This weekend we decided to scale it down a bit and offer something for the ladies out there. That’s a big fat Spa day! Guys can go along too, but I’d recommend skipping the pedicure session Saturday morning. Ladies and some who aren’t really, like spa days and find it a big treat to go to them and have stuff done to them that they can’t get done in the privacy of their own homes.

So what can you do at a spa and more importantly what can be done to you in a spa, you might ask. Well lucky for you, you’ve come to the right place for answers. Listed below, in no particular order, are spa treatments you can order at your local spa, or if they’re unavailable there, where you can go this weekend to get them.

First is a Snake massage.

Hop over to Israel where you can get a massage from several non-venomous snakes as they slither up and presumably down your spine. Cost $70 US.

Or try your choice of the Tea, Coffee,red wine, sake, or Ramen noodle bath in Japan.

This is one is a little closer to home and I’ll bet to ladies hearts. That’s the chocolate wrap you can get at the spa in Hershey, Pa. They will wrap you or more concisely smear chocolate all over you and they mean all over and then leave you alone for a while. As a guy I have to wonder why they would leave you alone for a while but women do some strange stuff so we’ll just leave it at that.

Gold. In Japan, they give you a gold facial. That’s gold painted on your face for as long as you want it there. The cost, a measly 250 bucks, and I gotta say that if you can afford the plane ticket to Japan and back that’s pretty darn reasonable.

Dataset excerpts:
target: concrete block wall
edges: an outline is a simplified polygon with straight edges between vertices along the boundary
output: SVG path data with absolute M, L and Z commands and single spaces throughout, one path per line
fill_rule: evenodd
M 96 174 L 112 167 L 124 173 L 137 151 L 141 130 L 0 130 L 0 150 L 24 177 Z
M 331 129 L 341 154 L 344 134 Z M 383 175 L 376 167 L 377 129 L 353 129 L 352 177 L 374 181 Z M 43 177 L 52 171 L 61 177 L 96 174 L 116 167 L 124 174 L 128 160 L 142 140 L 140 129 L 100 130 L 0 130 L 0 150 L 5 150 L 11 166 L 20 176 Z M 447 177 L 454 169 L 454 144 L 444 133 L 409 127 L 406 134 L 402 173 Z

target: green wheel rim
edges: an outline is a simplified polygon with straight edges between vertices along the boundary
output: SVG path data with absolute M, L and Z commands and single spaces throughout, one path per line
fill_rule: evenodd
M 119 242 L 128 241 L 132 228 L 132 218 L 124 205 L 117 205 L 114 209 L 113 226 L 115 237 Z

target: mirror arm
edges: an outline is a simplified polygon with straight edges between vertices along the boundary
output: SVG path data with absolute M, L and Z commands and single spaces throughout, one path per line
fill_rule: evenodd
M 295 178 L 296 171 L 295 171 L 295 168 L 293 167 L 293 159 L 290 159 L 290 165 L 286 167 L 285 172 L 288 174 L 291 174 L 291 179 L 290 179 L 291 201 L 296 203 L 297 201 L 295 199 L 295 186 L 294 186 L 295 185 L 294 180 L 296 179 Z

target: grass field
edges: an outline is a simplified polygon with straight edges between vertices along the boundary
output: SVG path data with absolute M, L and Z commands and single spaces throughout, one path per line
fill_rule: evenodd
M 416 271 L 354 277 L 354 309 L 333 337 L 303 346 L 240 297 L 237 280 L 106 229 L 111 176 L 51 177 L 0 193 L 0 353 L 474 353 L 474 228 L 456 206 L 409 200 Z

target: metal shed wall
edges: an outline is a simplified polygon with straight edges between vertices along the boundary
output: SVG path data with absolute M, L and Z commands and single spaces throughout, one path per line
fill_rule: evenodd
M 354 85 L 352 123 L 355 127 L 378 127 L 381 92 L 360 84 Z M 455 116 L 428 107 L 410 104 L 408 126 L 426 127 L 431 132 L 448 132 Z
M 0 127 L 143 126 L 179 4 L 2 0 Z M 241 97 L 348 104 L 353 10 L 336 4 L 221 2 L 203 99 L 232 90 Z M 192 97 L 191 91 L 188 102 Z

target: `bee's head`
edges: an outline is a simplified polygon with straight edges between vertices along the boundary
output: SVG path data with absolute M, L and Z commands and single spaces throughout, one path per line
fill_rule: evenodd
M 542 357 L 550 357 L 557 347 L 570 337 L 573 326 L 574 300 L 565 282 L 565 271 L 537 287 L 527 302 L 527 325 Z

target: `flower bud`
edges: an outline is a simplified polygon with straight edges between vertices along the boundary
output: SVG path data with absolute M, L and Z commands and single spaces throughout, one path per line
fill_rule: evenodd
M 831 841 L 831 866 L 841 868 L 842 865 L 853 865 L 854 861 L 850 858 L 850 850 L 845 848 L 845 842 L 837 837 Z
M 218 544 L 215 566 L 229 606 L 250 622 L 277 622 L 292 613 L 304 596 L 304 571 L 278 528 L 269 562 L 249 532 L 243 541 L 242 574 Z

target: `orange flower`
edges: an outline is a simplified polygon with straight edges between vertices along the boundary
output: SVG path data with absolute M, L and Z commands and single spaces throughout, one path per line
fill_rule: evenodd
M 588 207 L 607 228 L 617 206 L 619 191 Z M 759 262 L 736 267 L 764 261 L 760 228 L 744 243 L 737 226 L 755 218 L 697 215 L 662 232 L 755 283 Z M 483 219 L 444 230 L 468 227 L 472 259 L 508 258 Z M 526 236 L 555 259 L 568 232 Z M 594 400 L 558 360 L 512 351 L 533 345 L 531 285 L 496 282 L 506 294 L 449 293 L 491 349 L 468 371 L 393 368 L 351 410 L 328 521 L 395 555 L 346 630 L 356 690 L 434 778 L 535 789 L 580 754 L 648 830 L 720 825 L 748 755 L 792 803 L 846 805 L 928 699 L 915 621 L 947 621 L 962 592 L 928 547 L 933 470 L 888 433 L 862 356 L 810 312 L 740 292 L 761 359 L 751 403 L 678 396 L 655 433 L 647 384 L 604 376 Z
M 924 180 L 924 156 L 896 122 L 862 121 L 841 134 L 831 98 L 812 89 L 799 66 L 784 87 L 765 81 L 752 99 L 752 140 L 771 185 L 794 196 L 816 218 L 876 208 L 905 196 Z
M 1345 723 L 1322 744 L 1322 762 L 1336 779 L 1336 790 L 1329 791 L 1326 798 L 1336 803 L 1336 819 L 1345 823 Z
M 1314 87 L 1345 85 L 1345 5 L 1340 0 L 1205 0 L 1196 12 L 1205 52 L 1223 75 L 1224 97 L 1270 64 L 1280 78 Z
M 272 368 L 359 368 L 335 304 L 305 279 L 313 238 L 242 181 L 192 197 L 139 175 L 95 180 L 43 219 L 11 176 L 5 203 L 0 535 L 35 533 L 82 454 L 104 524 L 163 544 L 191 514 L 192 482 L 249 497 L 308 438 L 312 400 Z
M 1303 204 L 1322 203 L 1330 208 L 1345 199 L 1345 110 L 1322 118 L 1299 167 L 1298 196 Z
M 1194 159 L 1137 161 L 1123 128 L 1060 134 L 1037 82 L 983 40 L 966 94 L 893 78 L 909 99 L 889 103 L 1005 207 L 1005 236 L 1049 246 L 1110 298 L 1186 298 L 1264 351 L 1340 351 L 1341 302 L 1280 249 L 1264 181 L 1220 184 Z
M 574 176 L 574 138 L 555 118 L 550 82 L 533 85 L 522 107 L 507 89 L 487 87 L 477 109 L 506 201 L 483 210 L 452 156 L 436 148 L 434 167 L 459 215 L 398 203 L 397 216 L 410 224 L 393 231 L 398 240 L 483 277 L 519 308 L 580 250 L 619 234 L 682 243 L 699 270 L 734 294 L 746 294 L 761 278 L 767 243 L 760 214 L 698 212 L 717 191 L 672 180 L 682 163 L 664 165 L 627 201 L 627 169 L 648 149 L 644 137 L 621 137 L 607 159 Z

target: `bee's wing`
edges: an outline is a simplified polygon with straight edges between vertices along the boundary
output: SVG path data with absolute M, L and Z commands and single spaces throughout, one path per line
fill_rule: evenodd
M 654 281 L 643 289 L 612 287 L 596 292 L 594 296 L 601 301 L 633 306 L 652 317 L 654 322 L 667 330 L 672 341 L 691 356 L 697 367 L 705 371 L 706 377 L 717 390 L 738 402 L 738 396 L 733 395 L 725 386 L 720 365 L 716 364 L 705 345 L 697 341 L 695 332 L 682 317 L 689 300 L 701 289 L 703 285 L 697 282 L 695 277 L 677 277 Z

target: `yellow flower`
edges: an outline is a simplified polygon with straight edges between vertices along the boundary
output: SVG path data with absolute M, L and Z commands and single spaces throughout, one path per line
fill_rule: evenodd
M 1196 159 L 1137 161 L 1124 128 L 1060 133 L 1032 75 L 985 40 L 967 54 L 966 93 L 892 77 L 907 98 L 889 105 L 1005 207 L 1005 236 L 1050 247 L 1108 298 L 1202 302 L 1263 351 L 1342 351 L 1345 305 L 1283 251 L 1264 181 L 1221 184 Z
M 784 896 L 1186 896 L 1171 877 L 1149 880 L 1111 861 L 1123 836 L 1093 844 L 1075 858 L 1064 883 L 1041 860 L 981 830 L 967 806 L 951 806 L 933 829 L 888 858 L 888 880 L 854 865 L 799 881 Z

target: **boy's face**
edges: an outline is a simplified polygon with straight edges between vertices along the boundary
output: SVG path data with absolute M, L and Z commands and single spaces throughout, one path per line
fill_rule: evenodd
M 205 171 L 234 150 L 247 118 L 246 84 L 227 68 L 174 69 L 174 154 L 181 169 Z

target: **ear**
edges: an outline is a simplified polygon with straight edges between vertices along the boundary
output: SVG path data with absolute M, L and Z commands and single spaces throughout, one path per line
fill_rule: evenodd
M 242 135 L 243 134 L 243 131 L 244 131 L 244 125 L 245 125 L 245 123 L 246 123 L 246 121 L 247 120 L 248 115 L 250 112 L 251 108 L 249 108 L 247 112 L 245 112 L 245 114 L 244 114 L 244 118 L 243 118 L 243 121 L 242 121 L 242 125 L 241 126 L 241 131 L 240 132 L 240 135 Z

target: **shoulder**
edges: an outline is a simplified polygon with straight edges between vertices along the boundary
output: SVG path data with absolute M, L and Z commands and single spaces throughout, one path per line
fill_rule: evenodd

WORK REQUEST 1: In the spa treatments post, change "bucks" to "dollars" in the passage starting with "Gold. In Japan, they" and going on through "pretty darn reasonable.", then write out that passage.
WORK REQUEST 2: According to the spa treatments post, what does the snake massage in Israel cost?
WORK REQUEST 3: Pick up the spa treatments post after its last sentence and keep writing it.
None of the tasks requires the data.

TASK OUTPUT 1:
Gold. In Japan, they give you a gold facial. That’s gold painted on your face for as long as you want it there. The cost, a measly 250 dollars, and I gotta say that if you can afford the plane ticket to Japan and back that’s pretty darn reasonable.

TASK OUTPUT 2: $70 US

TASK OUTPUT 3:
How about a cactus massage? In Mexico you can get rubbed, whacked, stroked or whatever with a spineless cactus paddle and pay for it. The cost $245. It doesn’t say whether that is in peso’s or dollars

And for those of  you with more agrarian roots there is a Wet Hay Wrap in Italy where you get wrapped in wet hay harvested from the meadows of Alpe di Siusi between mid-July and early August then lie on a special 100° waterbed until they harvest you I guess. As a special bonus for those of you who make it you receive a foot treatment where a fish named the Garra Rufa eat away whatever may be lurking on your feet.

I saved the most special treatment for last. That’s the Fanny Facial.  I know it seems like a contradiction in terms but that’s how it’s listed. In New York City, like where else except maybe most of California, can you get a fanny facial? I mean it’s strange even asking the question. What happens is you go in and ask for this deliberately, obviously they don’t just give you one without asking, then they perform a exfoliation of the fanny areas with a papaya-mint scrub, followed by a micro-current therapy where they apparently zap your hiney with low-voltage current to remove in their words, “any lumps or bumps from your butt”, then the whole business is finished with an organic spray tan so your fanny glows like the noon day sun. This has got to be special people. The cost was not revealed but I got to say it has to be worth it.

So those are just some of the treatments available to the Spa goer. Yes they may seem a little irregular to those who don’t frequent spas regularly or that only go to low rent ones where these special treatments aren’t available but our job is to bring you the newest and trendiest things out there, and these were certainly out there.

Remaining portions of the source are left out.